Exercise requirements: Report every line of the records below in which the word "road" appears, copying each such line in full.

Supplied material:
....................

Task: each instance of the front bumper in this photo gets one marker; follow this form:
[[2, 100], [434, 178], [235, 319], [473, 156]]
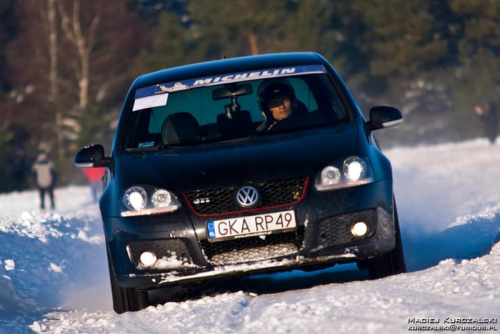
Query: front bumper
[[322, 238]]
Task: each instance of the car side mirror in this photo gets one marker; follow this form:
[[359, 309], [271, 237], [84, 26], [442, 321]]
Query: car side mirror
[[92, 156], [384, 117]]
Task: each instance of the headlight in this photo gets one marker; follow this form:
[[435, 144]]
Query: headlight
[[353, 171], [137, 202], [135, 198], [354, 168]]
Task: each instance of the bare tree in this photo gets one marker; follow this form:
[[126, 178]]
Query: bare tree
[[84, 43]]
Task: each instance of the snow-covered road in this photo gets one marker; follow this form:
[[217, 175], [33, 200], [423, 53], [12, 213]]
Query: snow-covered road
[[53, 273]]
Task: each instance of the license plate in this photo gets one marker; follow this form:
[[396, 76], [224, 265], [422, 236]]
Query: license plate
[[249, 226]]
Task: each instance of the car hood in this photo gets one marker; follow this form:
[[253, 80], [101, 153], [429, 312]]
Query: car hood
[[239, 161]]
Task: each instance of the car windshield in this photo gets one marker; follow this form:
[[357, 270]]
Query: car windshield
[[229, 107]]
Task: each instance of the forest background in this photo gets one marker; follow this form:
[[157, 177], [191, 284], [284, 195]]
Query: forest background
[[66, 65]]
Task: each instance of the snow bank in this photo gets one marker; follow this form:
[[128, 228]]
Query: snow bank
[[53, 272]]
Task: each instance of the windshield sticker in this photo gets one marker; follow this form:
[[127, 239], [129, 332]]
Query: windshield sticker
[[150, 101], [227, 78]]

....................

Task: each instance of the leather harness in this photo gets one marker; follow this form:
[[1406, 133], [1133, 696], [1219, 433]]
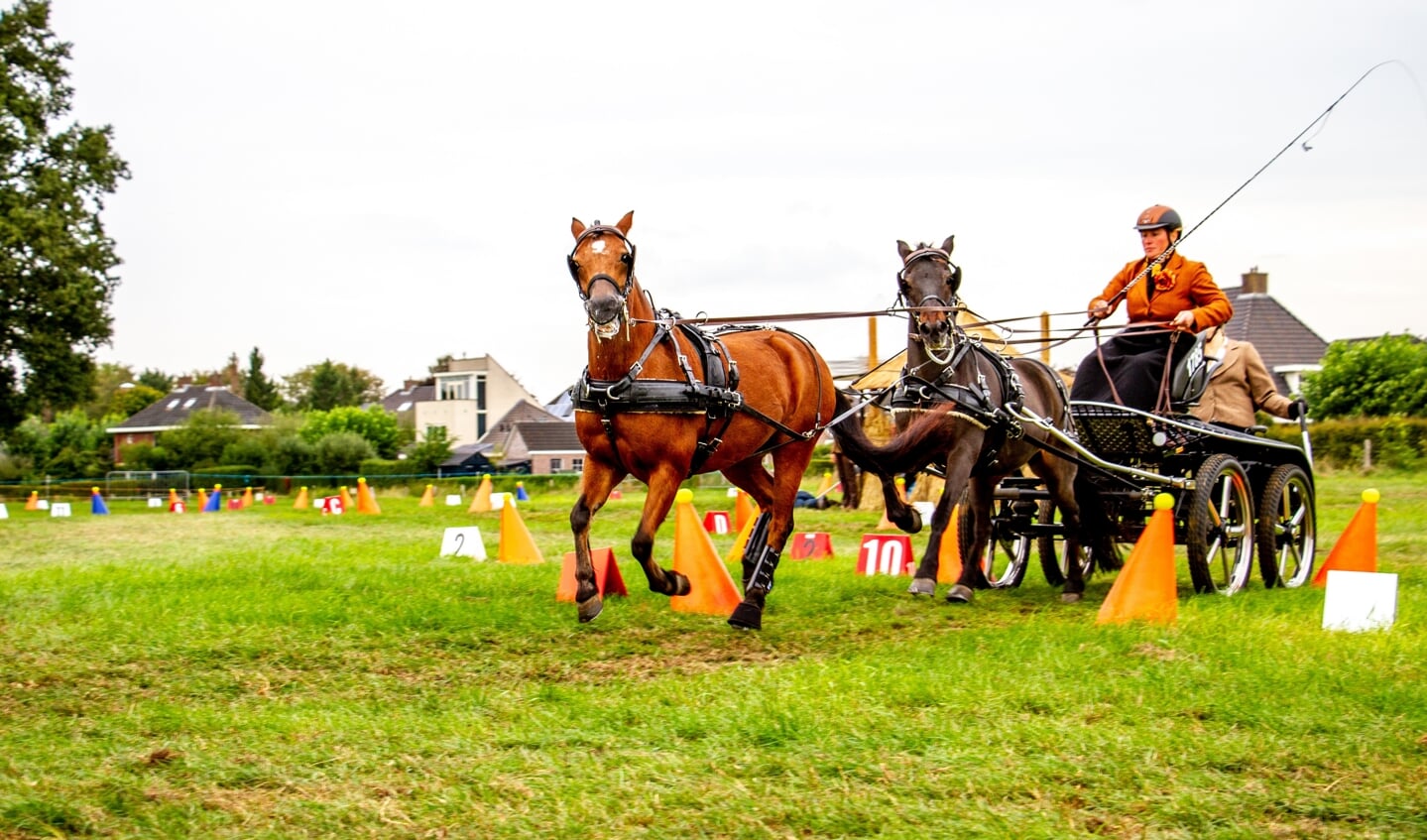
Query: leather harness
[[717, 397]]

....................

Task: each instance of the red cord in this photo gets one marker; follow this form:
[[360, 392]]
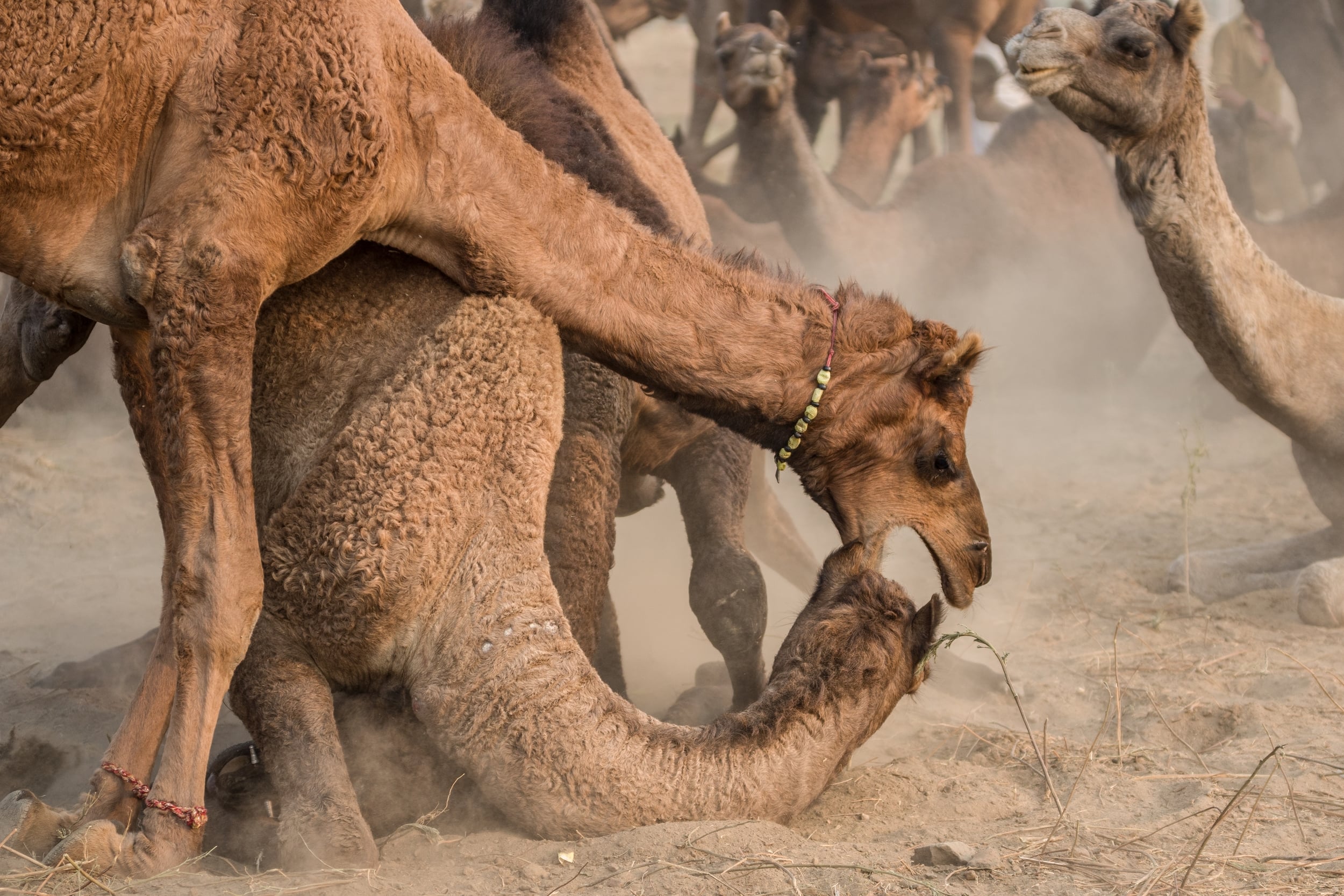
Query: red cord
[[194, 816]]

....................

Task response:
Task: each instance of the snow-covered road in this photo gets one marker; follow this form:
Query: snow-covered road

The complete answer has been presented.